(Registros armazenados)
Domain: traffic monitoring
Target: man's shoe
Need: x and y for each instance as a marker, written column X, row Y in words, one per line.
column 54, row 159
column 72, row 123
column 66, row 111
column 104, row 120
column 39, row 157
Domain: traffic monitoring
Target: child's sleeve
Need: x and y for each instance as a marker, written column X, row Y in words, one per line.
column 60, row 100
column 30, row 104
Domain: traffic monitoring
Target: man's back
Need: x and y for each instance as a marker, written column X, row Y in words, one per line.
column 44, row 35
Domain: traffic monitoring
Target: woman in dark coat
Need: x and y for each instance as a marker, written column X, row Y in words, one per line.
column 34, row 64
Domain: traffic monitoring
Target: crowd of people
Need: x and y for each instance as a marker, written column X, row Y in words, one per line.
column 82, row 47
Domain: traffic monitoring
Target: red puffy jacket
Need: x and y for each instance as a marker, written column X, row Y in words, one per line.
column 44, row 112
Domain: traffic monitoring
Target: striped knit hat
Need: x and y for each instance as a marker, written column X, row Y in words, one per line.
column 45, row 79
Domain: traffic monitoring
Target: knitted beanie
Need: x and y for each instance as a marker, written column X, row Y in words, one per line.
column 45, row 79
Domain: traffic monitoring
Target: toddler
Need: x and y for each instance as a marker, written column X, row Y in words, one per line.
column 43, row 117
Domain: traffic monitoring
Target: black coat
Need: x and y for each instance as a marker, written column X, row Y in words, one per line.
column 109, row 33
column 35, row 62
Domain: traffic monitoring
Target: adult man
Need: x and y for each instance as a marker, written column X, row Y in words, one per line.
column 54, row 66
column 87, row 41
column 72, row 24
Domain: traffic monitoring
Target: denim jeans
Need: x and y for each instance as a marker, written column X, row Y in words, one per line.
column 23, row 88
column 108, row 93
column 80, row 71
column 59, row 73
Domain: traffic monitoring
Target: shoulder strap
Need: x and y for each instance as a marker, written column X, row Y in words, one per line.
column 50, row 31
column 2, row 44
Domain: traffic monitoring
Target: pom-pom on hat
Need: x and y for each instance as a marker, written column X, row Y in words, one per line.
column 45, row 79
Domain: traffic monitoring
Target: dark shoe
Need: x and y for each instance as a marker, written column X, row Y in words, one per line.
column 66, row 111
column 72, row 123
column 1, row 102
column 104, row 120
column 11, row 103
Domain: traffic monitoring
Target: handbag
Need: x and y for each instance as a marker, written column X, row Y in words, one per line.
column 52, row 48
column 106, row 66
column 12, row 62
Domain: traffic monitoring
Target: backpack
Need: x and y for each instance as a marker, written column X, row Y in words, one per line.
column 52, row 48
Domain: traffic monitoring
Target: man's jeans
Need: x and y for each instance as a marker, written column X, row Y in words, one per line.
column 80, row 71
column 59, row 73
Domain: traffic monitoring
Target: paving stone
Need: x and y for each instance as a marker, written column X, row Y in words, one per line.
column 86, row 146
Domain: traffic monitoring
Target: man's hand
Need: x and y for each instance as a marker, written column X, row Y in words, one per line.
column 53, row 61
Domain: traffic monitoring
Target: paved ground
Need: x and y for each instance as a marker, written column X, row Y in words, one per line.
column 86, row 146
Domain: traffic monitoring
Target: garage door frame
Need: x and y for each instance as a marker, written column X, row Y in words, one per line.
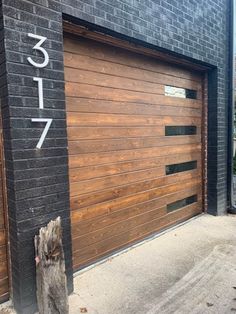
column 81, row 31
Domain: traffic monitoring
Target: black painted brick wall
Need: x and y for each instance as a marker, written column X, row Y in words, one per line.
column 37, row 181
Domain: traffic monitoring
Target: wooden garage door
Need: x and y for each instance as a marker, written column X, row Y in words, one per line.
column 4, row 280
column 134, row 130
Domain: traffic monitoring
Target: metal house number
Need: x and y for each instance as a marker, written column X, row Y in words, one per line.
column 48, row 121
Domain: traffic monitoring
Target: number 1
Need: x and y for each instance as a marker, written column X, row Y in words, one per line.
column 45, row 131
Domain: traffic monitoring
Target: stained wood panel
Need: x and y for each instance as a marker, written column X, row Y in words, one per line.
column 117, row 111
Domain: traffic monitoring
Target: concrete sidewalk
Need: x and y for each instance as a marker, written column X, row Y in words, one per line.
column 189, row 269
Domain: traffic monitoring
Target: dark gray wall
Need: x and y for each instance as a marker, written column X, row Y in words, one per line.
column 37, row 181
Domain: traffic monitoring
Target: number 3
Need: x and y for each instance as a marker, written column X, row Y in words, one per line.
column 38, row 47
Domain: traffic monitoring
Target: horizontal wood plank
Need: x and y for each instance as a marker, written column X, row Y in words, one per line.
column 92, row 146
column 89, row 172
column 105, row 207
column 84, row 255
column 124, row 57
column 81, row 160
column 83, row 227
column 116, row 94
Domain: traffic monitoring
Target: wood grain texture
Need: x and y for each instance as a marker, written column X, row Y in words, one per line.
column 116, row 117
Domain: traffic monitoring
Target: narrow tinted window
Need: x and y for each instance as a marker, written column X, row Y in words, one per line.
column 180, row 130
column 180, row 92
column 181, row 203
column 184, row 166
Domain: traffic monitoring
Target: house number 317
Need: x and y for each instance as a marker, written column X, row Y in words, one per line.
column 39, row 80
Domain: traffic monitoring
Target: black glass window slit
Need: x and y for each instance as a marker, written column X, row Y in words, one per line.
column 184, row 166
column 181, row 203
column 180, row 92
column 180, row 130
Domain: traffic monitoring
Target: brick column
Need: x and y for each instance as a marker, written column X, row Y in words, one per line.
column 37, row 179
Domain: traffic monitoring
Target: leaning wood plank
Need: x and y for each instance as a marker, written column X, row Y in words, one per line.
column 52, row 295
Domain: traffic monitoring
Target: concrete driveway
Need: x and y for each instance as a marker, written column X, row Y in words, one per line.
column 189, row 269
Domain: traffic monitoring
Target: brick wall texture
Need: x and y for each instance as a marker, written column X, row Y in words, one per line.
column 37, row 180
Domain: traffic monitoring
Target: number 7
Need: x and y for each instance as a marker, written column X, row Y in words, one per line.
column 45, row 131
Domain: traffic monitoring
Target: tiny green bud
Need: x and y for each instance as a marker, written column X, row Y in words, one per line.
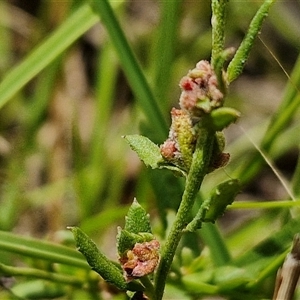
column 223, row 117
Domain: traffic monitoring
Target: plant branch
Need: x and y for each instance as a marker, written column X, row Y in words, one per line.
column 200, row 162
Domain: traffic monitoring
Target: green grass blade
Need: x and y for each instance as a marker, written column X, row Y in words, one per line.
column 165, row 46
column 218, row 28
column 131, row 68
column 76, row 25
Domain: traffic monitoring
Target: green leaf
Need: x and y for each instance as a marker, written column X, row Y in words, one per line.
column 97, row 260
column 126, row 240
column 137, row 219
column 236, row 66
column 146, row 150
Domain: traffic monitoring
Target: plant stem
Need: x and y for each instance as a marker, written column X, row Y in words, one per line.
column 201, row 159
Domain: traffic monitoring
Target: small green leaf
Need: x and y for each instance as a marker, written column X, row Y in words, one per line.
column 97, row 260
column 215, row 206
column 146, row 150
column 223, row 117
column 137, row 219
column 236, row 65
column 221, row 196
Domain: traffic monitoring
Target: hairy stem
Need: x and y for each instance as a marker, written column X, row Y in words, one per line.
column 201, row 158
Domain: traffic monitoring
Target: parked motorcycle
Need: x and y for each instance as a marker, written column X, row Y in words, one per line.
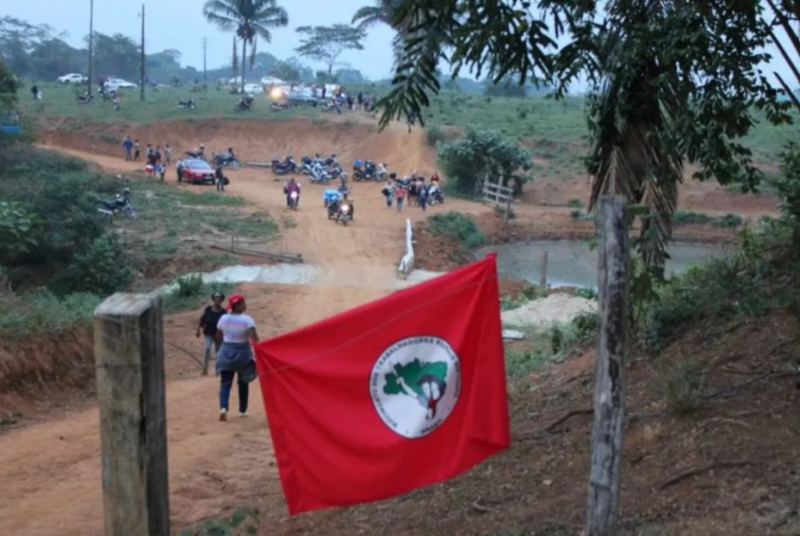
column 368, row 170
column 345, row 213
column 294, row 197
column 187, row 105
column 226, row 160
column 319, row 174
column 284, row 167
column 244, row 104
column 121, row 204
column 328, row 107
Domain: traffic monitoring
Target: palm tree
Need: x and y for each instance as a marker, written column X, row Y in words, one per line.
column 250, row 19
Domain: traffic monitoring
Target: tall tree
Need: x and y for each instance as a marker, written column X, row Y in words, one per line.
column 250, row 19
column 671, row 83
column 382, row 12
column 327, row 43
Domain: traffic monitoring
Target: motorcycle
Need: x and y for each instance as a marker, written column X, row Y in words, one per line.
column 187, row 105
column 328, row 107
column 284, row 167
column 345, row 213
column 369, row 171
column 226, row 160
column 244, row 104
column 319, row 174
column 294, row 197
column 435, row 196
column 118, row 205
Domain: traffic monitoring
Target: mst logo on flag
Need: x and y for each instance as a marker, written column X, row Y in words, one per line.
column 415, row 385
column 395, row 394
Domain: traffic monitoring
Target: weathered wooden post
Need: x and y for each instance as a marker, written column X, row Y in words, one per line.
column 609, row 395
column 129, row 357
column 543, row 271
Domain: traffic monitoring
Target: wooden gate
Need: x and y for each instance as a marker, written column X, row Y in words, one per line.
column 499, row 196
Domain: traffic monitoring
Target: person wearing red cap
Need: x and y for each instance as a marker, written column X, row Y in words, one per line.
column 235, row 356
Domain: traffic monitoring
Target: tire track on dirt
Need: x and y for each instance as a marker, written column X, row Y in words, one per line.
column 51, row 471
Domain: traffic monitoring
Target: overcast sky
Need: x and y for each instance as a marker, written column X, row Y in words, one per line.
column 179, row 24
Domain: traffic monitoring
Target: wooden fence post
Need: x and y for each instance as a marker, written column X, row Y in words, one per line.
column 609, row 395
column 543, row 271
column 129, row 357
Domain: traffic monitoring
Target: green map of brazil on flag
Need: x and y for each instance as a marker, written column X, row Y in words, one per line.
column 396, row 394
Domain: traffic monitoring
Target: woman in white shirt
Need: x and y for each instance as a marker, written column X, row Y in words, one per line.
column 235, row 356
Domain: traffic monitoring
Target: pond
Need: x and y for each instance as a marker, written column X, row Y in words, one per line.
column 572, row 263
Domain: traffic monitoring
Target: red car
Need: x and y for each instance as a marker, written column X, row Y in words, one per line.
column 195, row 171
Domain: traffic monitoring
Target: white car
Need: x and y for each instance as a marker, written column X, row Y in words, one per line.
column 253, row 89
column 114, row 84
column 72, row 78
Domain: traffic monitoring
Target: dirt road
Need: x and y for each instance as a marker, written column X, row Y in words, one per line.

**RESULTADO ESPERADO**
Reúna as linhas acima que contêm a palavra "black" e transcreva cada uma delas por inteiro.

**RESPOSTA CORRETA**
Target: black coat
Target: black painted brick wall
Target: black glass window slit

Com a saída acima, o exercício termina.